* [DOCUMENT SEGMENT]
----------------

Earlier this month, the Department of Finance announced the launch of Employment Insurance (EI) premium rate-setting consultations.

The government will be accepting suggestions from individuals and businesses on how the EI rate setting mechanism can be improved while also:

  • Ensuring the program breaks-even over time;
  • Avoiding large cumulative surpluses and deficits; and
  • Maintaining transparency in the rate setting process.

The consultations, which have a closing date of November 30, 2011, are open to anybody who is interested in participating and can be submitted via email or regular post.

"With these consultations, we are aiming to ensure greater premium stability," says Parliamentary Secretary Shelly Glover. "This is in keeping with the spirit of the Next Phase of Canada's Economic Action Plan and its measures to encourage business investment and growth, including tax reduction, cuts to red tape and a new one-time EI Hiring Credit for Small Business."

----------------

* [REQUIRED ACTIONS]
(1) Answer each question using the announcement.
(a) Which department announced the consultations?
(b) What is the closing date of the consultations?
(c) What title does the announcement give Shelly Glover?
(2) List every goal that the announcement says the improved EI rate setting mechanism must also meet.
(3) Copy the announcement word for word from "Earlier this month, the" to "rate setting process.".
The items have no connection to the announcement above.

----------------

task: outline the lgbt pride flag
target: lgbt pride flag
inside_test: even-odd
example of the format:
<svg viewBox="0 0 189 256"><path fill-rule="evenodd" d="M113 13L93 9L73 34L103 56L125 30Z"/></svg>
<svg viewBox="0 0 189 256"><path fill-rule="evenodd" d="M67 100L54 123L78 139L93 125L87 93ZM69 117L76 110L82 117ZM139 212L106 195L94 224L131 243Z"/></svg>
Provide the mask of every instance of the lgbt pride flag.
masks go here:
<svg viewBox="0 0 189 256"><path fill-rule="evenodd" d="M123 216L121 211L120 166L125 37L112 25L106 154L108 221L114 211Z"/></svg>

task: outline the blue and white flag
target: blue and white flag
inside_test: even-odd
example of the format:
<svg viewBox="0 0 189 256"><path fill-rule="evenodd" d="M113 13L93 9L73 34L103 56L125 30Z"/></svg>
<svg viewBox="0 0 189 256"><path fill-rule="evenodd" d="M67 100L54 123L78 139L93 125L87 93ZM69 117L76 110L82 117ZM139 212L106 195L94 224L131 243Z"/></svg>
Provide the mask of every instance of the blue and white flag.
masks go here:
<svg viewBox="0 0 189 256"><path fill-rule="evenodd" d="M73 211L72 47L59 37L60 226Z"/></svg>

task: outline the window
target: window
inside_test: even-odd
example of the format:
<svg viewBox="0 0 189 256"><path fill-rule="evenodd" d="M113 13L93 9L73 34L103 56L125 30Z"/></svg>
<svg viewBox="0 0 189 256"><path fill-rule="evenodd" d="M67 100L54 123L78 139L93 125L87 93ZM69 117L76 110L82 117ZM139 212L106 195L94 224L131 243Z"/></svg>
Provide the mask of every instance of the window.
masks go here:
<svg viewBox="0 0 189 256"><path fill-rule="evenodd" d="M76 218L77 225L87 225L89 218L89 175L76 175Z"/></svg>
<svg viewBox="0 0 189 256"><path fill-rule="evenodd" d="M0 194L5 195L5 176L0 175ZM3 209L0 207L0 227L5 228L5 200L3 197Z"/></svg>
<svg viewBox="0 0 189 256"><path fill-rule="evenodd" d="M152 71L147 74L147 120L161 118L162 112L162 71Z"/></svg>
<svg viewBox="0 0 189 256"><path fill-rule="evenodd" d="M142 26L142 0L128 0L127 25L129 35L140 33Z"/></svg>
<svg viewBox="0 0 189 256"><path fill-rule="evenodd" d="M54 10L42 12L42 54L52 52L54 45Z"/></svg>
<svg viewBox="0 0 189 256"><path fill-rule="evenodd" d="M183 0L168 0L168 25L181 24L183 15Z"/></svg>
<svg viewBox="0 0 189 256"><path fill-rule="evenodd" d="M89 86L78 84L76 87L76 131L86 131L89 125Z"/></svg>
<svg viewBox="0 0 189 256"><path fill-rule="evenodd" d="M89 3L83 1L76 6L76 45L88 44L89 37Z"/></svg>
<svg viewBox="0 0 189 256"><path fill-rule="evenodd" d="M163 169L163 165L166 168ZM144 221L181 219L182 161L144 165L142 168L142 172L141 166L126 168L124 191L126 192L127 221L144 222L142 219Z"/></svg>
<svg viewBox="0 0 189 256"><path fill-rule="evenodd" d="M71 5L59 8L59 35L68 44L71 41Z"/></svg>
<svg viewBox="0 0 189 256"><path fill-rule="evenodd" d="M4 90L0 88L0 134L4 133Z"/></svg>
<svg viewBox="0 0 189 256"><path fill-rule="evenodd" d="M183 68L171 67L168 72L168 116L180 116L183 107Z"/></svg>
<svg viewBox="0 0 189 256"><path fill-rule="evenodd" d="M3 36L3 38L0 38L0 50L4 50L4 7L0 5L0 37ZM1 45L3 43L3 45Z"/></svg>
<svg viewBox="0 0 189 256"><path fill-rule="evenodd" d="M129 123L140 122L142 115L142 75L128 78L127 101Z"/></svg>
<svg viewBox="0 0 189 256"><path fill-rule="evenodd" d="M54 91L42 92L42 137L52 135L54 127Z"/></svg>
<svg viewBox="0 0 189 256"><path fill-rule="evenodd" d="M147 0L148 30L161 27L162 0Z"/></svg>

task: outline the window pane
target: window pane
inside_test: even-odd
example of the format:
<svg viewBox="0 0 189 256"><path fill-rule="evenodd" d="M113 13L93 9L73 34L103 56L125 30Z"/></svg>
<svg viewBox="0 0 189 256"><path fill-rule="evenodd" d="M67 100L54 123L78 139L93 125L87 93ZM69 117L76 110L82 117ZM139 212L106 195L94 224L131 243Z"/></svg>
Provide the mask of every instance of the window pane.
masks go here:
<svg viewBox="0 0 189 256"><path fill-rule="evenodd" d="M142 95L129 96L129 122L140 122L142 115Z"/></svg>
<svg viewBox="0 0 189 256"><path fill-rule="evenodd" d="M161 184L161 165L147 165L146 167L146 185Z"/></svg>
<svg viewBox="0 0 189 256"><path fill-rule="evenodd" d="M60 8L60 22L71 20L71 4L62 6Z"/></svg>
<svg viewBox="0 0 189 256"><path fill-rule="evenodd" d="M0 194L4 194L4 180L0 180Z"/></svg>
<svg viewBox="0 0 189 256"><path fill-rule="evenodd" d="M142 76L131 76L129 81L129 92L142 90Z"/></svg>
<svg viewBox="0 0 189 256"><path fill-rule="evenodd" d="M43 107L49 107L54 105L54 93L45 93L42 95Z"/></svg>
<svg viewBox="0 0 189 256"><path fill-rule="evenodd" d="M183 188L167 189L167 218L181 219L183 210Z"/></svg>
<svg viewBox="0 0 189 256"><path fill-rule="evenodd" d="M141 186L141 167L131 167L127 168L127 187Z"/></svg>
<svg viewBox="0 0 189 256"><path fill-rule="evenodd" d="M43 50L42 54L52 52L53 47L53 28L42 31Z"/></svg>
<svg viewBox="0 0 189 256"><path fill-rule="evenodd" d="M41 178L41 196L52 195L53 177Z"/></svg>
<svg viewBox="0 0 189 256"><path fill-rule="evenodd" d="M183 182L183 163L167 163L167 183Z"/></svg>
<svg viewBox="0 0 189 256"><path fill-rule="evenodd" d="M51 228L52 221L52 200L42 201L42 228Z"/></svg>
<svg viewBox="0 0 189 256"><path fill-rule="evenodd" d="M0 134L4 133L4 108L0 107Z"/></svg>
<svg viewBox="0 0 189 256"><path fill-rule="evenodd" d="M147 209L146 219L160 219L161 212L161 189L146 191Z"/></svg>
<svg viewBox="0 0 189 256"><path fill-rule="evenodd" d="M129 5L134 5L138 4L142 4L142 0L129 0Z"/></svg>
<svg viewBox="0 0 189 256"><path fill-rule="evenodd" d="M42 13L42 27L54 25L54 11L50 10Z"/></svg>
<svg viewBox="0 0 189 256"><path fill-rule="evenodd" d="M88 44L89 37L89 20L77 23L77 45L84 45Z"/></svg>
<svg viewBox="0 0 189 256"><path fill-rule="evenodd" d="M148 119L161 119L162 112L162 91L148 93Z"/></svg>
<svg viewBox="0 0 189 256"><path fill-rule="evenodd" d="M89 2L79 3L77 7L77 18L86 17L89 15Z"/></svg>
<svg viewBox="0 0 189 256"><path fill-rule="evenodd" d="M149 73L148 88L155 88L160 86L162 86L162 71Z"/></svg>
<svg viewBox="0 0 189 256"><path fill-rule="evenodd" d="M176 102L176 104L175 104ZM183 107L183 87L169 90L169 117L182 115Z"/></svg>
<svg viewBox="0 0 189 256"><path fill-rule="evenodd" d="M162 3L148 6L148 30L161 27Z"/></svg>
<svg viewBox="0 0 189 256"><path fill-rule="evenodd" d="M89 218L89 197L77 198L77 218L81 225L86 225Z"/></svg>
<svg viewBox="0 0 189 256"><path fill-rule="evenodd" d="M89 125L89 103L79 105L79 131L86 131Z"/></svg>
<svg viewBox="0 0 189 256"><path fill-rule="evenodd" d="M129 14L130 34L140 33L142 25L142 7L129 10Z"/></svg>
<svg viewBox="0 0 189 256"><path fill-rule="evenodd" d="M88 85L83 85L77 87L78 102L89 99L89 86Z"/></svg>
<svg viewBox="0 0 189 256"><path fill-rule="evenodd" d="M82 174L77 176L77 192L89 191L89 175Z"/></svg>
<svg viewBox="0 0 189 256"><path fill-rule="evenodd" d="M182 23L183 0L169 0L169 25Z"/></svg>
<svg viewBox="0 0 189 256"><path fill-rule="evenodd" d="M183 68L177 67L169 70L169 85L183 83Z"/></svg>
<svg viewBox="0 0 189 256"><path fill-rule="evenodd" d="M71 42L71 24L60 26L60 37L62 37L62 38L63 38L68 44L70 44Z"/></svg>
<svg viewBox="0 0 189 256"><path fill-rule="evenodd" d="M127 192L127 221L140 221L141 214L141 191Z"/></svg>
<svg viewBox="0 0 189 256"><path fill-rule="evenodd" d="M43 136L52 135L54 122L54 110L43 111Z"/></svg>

----------------

* [EXERCISE SOLUTIONS]
(1)
(a) The Department of Finance
(b) November 30, 2011
(c) Parliamentary Secretary

(2)
- Ensuring the program breaks-even over time
- Avoiding large cumulative surpluses and deficits
- Maintaining transparency in the rate setting process

(3)
Earlier this month, the Department of Finance announced the launch of Employment Insurance (EI) premium rate-setting consultations.

The government will be accepting suggestions from individuals and businesses on how the EI rate setting mechanism can be improved while also:

  • Ensuring the program breaks-even over time;
  • Avoiding large cumulative surpluses and deficits; and
  • Maintaining transparency in the rate setting process.